WHAT IS NEEDED
Convert each line of the data below into a numbered list, leaving out blank lines and any pictures.

GIVEN ENTRIES
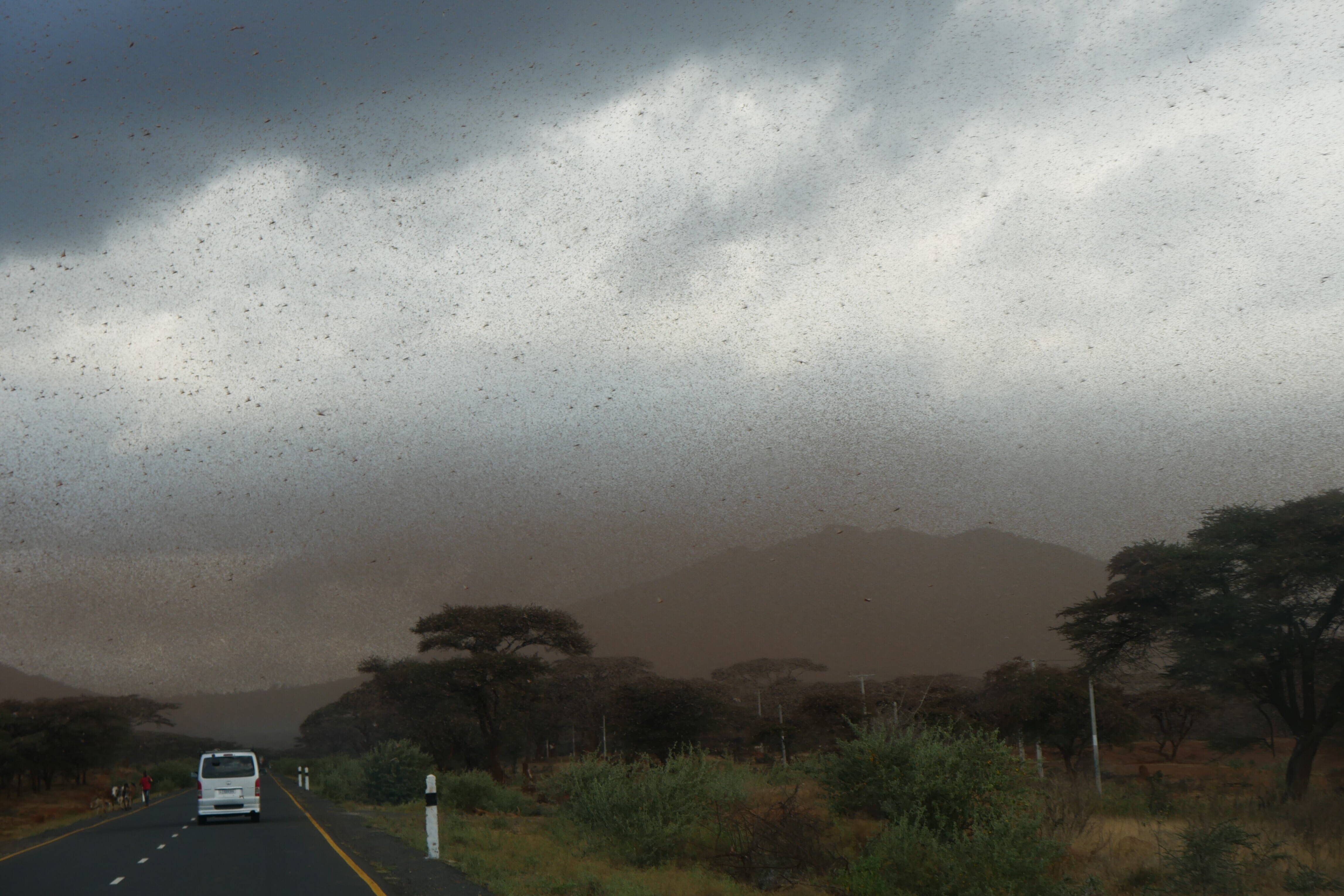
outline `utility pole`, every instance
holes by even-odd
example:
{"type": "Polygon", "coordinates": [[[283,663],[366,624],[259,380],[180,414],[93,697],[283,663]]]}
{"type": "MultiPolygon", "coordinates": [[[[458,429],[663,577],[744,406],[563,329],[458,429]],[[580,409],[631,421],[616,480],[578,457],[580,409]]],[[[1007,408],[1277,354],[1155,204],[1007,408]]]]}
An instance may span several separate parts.
{"type": "Polygon", "coordinates": [[[862,676],[849,676],[851,678],[859,680],[859,699],[863,701],[863,715],[868,715],[868,692],[864,689],[863,682],[868,678],[875,677],[871,672],[866,672],[862,676]]]}
{"type": "MultiPolygon", "coordinates": [[[[1036,661],[1031,661],[1031,674],[1036,674],[1036,661]]],[[[1040,735],[1036,735],[1036,776],[1042,780],[1046,779],[1046,763],[1040,760],[1040,735]]]]}
{"type": "Polygon", "coordinates": [[[1087,709],[1093,716],[1093,776],[1097,778],[1097,794],[1101,795],[1101,747],[1097,744],[1097,697],[1091,689],[1091,676],[1087,676],[1087,709]]]}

TASK ANSWER
1. outline `utility pole`, every instance
2. holes by even-odd
3. example:
4. {"type": "Polygon", "coordinates": [[[283,663],[366,624],[259,380],[180,414],[93,697],[283,663]]]}
5. {"type": "MultiPolygon", "coordinates": [[[[458,429],[663,577],[744,406],[563,329],[458,429]],[[580,409],[631,421],[616,480],[578,457],[580,409]]],[[[1007,408],[1277,354],[1155,204],[1007,408]]]]}
6. An instance may span several separate parts.
7. {"type": "Polygon", "coordinates": [[[862,676],[849,676],[851,678],[859,680],[859,699],[863,701],[863,715],[868,715],[868,692],[864,689],[863,682],[868,678],[875,677],[871,672],[866,672],[862,676]]]}
8. {"type": "MultiPolygon", "coordinates": [[[[1036,661],[1031,661],[1031,674],[1036,674],[1036,661]]],[[[1040,735],[1036,735],[1036,776],[1042,780],[1046,779],[1046,763],[1040,760],[1040,735]]]]}
9. {"type": "Polygon", "coordinates": [[[1087,709],[1093,716],[1093,776],[1097,778],[1097,794],[1101,795],[1101,747],[1097,744],[1097,697],[1091,689],[1091,676],[1087,676],[1087,709]]]}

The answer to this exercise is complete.